#### FRAGMENTO DE PÁGINA
Nos libraríamos así fácilmente de una opinión según la cual las formas exteriores, ya sean seductoras u horribles, revelarían en todos los fenómenos algunas decisiones capitales que las decisiones humanas se limitarían a amplificar. De modo que se debería renunciar inmediatamente a la posibilidad de sustituir la palabra por el aspecto como elemento del análisis filosófico. Pero sería sencillo mostrar que la palabra sólo permite considerar en las cosas los caracteres que determinan una situación relativa, es decir, las propiedades que permiten una acción exterior. No obstante, el aspecto introduciría los valores decisivos de las cosas...

En lo que concierne a las flores, se advierte en primer término que su sentido simbólico no deriva necesariamente de su función. Es evidente, en efecto, que si se expresa el amor por medio de una flor, será la corola, antes que los órganos útiles, la que se vuelva signo del deseo.
Pero también puede oponerse una objeción capciosa a la interpretación a partir del valor objetivo del aspecto. En efecto, la sustitución de elementos esenciales por elementos yuxtapuestos concuerda con todo lo que sabemos espontáneamente sobre los sentimientos que nos animan, ya que el objeto del amor humano nunca es el órgano, sino la persona que le sirve de soporte. Así sería fácilmente explicable la atribución de la corola al amor: si el signo del amor es desplazado del pistilo y de los estambres a los pétalos que los rodean, es porque la mente humana está habituada a realizar ese desplazamiento cuando se trata de personas. Pero aunque haya un paralelismo indiscutible entre ambas sustituciones, habría que imputarle a alguna Providencia pueril una preocupación singular por responder a las manías de los hombres: cómo explicar en efecto que esos elementos de ostentación que automáticamente sustituyen en la flor a los órganos esenciales se hayan desarrollado precisamente de una manera brillante. Evidentemente sería más simple reconocer las virtudes afrodisíacas de las flores, cuyo aroma y cuya contemplación despiertan desde hace siglos los sentimientos amorosos de las mujeres y los hombres. En la primavera algo se propaga en la naturaleza de una manera rebosante, de la misma manera que los estallidos de risa aumentan progresivamente, cada uno provocando o haciéndose eco del otro. Muchas cosas pueden transformarse en las sociedades humanas, pero nada prevalecerá contra una verdad tan natural: que una hermosa muchacha o una rosa roja significan el amor.
########
#### EXTRACTOS DE REGISTROS
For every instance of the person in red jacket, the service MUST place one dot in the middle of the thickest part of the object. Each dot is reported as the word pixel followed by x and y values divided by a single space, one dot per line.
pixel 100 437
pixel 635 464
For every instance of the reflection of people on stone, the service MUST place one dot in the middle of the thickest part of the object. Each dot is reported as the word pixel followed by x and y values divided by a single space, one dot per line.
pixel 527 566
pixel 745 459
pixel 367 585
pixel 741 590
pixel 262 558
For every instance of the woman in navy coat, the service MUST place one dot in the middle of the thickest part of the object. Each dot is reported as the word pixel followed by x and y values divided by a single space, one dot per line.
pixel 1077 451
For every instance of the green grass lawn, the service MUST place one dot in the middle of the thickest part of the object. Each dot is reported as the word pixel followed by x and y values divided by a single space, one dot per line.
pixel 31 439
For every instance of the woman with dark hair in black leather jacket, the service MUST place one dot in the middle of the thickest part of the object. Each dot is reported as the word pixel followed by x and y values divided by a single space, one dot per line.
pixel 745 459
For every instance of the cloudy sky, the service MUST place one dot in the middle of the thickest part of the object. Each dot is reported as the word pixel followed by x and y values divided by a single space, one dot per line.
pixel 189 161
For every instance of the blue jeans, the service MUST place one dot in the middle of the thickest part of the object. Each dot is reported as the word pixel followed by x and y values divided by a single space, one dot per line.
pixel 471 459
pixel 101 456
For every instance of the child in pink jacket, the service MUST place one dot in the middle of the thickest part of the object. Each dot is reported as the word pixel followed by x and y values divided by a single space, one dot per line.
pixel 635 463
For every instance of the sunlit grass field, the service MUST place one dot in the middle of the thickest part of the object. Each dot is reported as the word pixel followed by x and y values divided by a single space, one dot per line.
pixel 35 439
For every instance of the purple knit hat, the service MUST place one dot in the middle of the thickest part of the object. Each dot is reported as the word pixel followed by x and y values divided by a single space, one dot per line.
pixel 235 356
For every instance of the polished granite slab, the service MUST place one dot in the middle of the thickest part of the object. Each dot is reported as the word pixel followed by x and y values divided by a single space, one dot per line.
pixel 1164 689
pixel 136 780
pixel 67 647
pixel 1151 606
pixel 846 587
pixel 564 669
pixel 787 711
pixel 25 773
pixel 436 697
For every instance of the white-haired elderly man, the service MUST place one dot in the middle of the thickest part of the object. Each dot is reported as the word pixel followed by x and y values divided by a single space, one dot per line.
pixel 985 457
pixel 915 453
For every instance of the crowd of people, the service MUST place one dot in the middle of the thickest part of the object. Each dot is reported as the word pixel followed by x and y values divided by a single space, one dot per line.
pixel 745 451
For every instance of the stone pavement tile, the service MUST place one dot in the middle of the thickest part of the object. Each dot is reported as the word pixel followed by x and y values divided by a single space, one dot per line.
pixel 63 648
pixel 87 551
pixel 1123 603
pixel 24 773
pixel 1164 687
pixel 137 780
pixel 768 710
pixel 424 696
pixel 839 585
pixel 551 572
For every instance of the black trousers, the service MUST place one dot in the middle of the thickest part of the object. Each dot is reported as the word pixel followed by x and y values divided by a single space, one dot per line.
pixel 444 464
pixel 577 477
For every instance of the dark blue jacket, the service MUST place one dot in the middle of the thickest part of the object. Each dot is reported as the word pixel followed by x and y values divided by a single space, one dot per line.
########
QUÉ SE ESPERA:
Reproduce del fragmento sobre las flores el tramo entre "En lo que concierne" y "signo del deseo.", ambos incluidos. Los registros no hacen falta para resolver nada.

RESULTADO:
En lo que concierne a las flores, se advierte en primer término que su sentido simbólico no deriva necesariamente de su función. Es evidente, en efecto, que si se expresa el amor por medio de una flor, será la corola, antes que los órganos útiles, la que se vuelva signo del deseo.